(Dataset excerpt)
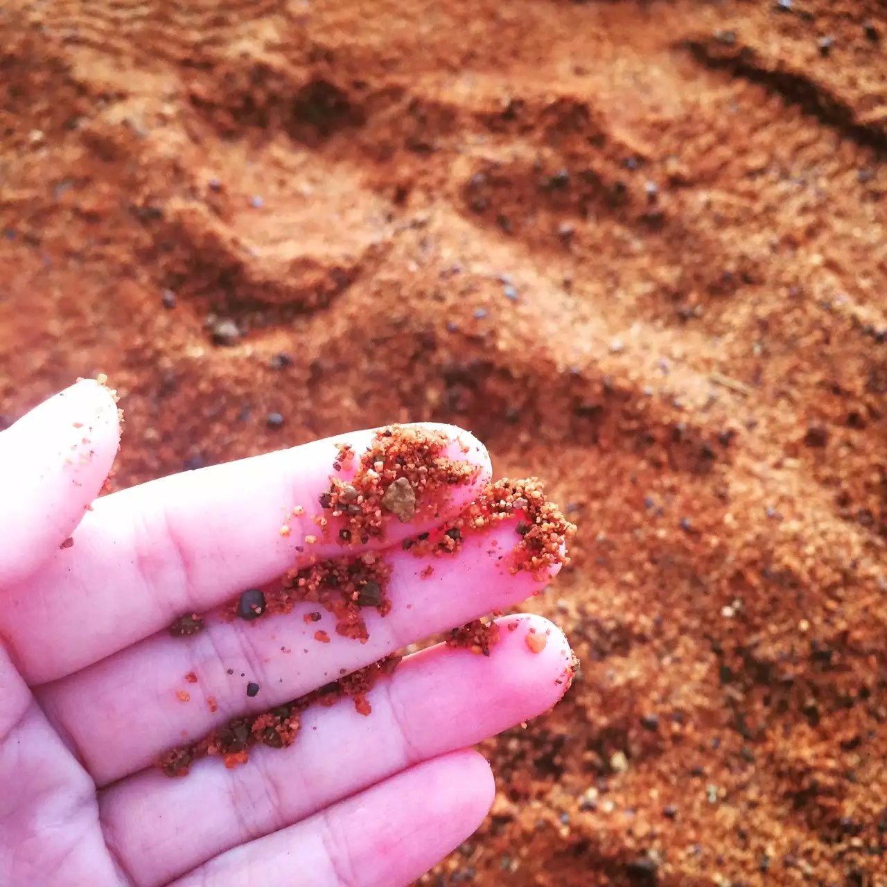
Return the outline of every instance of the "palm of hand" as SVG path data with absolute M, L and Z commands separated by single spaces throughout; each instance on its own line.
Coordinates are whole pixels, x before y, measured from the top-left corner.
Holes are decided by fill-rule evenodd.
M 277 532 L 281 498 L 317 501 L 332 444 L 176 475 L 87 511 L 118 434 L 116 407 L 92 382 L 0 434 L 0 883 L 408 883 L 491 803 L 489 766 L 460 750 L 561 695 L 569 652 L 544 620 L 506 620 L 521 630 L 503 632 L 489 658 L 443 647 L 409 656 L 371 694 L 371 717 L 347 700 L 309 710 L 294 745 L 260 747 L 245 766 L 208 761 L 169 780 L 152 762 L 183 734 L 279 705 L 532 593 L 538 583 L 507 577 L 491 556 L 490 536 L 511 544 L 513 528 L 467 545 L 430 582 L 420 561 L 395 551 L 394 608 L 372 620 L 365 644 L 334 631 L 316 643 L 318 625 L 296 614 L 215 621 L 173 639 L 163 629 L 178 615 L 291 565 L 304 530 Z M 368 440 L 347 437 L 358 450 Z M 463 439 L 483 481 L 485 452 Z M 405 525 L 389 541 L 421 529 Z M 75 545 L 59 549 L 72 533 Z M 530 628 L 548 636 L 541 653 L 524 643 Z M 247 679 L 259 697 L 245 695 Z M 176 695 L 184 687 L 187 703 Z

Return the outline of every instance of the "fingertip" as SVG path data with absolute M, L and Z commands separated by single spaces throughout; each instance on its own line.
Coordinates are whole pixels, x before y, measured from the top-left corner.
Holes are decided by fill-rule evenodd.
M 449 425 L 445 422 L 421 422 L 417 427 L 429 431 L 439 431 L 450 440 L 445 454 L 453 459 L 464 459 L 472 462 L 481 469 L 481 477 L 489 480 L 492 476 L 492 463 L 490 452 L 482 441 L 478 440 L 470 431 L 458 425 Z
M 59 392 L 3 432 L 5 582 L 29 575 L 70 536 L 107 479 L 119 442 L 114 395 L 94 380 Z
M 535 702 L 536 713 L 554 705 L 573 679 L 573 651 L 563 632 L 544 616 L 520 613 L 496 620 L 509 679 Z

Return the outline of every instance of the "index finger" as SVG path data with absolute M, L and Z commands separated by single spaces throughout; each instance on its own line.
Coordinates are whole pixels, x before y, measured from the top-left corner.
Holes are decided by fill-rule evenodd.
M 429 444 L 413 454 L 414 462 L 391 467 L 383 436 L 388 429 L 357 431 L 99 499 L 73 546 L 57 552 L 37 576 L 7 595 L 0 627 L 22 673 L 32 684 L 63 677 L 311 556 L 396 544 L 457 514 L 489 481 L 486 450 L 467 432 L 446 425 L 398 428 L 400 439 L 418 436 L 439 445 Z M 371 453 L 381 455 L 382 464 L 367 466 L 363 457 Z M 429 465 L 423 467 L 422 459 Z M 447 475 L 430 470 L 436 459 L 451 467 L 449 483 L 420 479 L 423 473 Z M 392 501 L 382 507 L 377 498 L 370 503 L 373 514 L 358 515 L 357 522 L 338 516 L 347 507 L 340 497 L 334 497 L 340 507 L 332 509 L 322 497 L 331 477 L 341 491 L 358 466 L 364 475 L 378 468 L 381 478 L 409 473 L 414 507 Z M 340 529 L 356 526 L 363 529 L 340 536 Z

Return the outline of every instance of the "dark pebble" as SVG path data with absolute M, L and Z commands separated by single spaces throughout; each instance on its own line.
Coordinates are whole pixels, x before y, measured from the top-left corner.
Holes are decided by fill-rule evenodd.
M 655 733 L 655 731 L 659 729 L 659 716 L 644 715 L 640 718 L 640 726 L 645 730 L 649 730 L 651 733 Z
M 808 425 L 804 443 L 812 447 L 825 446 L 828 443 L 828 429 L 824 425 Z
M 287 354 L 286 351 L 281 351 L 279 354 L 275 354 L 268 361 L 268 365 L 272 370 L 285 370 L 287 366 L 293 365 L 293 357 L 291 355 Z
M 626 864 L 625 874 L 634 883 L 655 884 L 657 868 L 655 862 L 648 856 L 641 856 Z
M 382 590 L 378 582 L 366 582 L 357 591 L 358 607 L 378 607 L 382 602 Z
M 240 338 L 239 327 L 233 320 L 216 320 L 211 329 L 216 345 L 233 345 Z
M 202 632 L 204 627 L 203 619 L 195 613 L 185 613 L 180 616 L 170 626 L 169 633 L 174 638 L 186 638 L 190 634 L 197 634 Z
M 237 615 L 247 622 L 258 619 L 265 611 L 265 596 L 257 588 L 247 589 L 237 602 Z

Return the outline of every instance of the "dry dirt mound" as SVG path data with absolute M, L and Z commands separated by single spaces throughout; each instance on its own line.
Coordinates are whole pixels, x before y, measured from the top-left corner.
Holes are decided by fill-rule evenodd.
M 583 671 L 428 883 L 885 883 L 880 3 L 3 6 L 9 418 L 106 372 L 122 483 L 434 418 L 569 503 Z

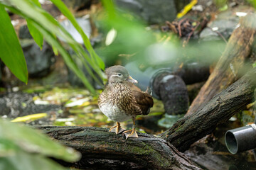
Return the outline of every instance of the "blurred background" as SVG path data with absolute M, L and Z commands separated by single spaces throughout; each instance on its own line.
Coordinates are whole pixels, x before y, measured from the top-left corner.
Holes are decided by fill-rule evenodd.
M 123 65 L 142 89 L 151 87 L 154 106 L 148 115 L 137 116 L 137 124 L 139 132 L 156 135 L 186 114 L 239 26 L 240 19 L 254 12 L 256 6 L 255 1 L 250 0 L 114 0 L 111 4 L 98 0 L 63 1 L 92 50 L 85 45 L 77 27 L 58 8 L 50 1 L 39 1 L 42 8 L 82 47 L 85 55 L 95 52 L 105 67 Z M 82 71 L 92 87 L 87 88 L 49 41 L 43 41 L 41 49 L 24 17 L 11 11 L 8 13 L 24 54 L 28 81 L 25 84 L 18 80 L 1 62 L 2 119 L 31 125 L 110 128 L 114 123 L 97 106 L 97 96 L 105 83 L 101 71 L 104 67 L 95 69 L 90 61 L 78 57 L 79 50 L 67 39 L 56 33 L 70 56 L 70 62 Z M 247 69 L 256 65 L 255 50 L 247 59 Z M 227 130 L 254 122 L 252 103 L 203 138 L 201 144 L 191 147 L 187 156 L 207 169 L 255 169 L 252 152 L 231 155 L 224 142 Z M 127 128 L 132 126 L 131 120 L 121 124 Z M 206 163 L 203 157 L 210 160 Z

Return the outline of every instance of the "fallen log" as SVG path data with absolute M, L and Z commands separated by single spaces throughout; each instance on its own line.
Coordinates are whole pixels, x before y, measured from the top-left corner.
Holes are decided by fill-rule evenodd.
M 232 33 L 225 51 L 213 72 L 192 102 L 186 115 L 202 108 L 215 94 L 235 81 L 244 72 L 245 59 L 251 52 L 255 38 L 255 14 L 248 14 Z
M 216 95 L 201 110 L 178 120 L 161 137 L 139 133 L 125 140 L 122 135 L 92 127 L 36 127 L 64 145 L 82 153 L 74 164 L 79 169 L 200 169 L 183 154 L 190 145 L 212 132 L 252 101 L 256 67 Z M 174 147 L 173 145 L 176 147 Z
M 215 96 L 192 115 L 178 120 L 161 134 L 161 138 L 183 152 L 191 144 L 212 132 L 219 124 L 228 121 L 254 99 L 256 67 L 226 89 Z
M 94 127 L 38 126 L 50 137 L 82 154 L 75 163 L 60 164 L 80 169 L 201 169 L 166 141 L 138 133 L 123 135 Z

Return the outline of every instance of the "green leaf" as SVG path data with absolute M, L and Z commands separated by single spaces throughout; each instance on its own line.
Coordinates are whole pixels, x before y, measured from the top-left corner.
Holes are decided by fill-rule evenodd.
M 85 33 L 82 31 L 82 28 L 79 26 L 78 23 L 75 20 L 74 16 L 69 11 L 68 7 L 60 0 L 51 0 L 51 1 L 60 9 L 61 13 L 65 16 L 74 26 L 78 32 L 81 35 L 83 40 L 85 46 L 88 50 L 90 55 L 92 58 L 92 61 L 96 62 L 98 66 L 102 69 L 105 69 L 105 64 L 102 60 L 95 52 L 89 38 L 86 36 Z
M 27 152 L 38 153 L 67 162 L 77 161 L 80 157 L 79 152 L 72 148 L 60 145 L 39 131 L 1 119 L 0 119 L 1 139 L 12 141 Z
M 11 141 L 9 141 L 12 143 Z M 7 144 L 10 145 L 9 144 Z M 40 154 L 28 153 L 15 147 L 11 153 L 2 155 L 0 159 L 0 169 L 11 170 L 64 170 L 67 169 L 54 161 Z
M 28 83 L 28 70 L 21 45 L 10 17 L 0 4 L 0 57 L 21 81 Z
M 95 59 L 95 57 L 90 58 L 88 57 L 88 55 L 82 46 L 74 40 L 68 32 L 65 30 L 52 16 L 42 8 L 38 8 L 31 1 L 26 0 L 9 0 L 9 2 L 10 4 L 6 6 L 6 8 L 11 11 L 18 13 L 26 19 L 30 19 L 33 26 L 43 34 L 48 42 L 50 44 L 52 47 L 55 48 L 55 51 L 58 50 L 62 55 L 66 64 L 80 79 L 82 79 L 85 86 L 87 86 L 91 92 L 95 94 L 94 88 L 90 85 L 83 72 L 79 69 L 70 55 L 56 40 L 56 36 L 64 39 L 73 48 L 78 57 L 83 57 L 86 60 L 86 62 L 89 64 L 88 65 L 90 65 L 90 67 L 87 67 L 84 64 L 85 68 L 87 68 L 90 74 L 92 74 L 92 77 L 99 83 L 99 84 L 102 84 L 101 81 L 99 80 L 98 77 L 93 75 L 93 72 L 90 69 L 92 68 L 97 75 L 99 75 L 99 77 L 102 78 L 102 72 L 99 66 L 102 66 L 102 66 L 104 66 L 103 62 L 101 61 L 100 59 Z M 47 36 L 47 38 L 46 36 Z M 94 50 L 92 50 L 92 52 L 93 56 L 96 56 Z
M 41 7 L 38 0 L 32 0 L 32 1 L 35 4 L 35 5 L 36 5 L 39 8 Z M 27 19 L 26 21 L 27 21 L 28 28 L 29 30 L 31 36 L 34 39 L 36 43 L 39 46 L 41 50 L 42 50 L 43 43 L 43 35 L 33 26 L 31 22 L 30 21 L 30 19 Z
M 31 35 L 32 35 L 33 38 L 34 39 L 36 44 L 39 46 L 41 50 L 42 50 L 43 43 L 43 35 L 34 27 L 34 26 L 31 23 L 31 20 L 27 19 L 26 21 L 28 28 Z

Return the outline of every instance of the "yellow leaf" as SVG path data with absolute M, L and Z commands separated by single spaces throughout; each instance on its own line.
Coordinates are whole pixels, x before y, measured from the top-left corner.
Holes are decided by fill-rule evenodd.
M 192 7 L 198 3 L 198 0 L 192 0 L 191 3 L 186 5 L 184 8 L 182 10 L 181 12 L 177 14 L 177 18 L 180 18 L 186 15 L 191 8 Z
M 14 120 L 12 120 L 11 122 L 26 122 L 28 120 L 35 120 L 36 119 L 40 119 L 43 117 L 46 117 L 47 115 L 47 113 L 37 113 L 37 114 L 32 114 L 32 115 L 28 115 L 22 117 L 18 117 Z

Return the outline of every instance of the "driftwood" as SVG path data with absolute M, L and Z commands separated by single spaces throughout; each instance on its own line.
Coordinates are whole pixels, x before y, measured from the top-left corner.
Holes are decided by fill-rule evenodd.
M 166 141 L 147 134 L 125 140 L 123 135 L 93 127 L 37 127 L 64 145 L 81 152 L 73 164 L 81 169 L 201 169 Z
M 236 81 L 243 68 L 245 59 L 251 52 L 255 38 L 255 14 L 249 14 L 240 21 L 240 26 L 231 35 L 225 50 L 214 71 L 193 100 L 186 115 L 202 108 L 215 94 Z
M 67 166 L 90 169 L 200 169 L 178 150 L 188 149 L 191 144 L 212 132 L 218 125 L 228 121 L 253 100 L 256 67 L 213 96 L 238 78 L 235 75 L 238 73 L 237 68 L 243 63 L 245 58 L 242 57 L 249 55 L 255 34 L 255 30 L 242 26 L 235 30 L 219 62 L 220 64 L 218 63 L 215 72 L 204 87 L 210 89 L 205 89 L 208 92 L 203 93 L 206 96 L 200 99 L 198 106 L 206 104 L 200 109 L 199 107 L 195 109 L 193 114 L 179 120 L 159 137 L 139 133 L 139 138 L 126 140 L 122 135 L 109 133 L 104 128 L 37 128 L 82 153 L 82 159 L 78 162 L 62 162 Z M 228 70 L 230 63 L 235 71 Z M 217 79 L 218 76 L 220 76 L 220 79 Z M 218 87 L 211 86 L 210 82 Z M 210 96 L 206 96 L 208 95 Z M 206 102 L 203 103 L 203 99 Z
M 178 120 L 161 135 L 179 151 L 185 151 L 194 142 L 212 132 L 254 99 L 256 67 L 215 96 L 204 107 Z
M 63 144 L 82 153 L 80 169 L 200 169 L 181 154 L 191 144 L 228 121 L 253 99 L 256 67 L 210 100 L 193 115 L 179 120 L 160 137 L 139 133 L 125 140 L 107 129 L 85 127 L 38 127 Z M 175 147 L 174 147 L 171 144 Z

§ Request
Rewrite the listing starting at its beginning and ending at the line containing "M 277 532 L", replacing "whole pixels" with "integer pixels" and leaving everything else unchanged. Leave the pictures out.

§ Exercise solution
Return the outline of every instance of the "palm of hand" as SVG path data with absolute M, L and Z commands separated by single spaces throughout; each instance on its own line.
Coordinates are integer pixels, x before y, measured from the top-left corner.
Holes are decided by fill-rule evenodd.
M 277 532 L 281 498 L 317 501 L 332 444 L 176 475 L 87 511 L 118 434 L 116 407 L 92 382 L 0 434 L 0 883 L 408 883 L 491 803 L 489 766 L 460 750 L 561 695 L 569 652 L 544 620 L 506 620 L 521 630 L 503 632 L 489 658 L 443 647 L 409 656 L 371 694 L 371 717 L 347 700 L 309 710 L 294 745 L 260 747 L 245 766 L 208 761 L 169 780 L 152 762 L 183 734 L 279 705 L 532 593 L 538 583 L 507 577 L 491 556 L 490 536 L 511 544 L 513 528 L 467 545 L 430 582 L 420 561 L 395 551 L 394 608 L 372 620 L 365 644 L 334 631 L 316 643 L 318 625 L 296 614 L 215 621 L 173 639 L 163 629 L 178 615 L 291 565 L 304 530 Z M 368 440 L 347 437 L 358 450 Z M 463 439 L 483 481 L 485 452 Z M 405 525 L 389 541 L 421 529 Z M 75 545 L 59 549 L 72 533 Z M 530 628 L 548 636 L 541 653 L 524 643 Z M 247 679 L 259 697 L 245 695 Z M 176 695 L 184 687 L 187 703 Z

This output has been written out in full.